_Exercise goal_: Render the lines below as a numbered list, omitting blank lines and excluding any pictures from the result.

_Provided material_:
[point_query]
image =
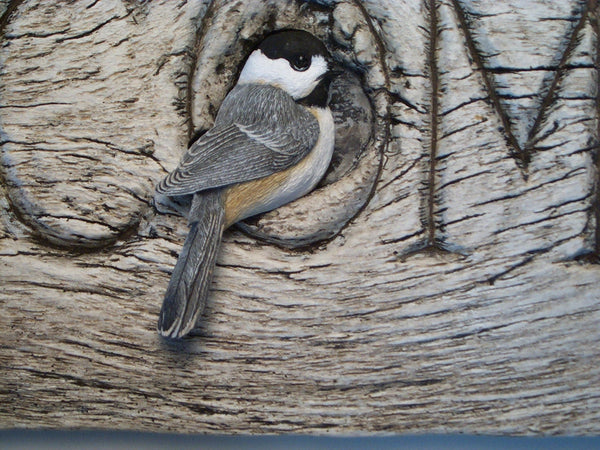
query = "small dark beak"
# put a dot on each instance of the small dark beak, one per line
(335, 72)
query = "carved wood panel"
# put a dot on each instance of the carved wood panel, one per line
(445, 280)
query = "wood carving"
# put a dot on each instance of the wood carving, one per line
(442, 279)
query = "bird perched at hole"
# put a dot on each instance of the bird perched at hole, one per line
(271, 143)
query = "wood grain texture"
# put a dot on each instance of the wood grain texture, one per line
(462, 298)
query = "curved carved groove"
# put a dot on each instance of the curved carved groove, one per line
(80, 169)
(521, 152)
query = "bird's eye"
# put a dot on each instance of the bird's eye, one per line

_Response to this exercise_:
1. [point_query]
2. image =
3. query = "small dark beak"
4. # put a dot on each instance of the small dark beak, one per line
5. (335, 72)
6. query = "carved wood panel"
7. # put a dot on each instance of the carved wood panel, one per line
8. (445, 280)
9. query = "wood carving"
10. # put a dot on each instance of the wood carving, one per line
11. (442, 279)
12. query = "bird perched at hole"
13. # put a dot on each instance of the bird perched at hole, one per line
14. (271, 143)
15. query = "wood grain texture"
16. # put a dot on each instance of the wood grain texture, one per line
17. (462, 298)
18. query = "curved carved groove"
19. # put a dot on each instance of the curved carved groove, one per line
20. (80, 169)
21. (521, 152)
22. query = "bird's eye"
23. # put a dot on each instance of the bird's eye, one per line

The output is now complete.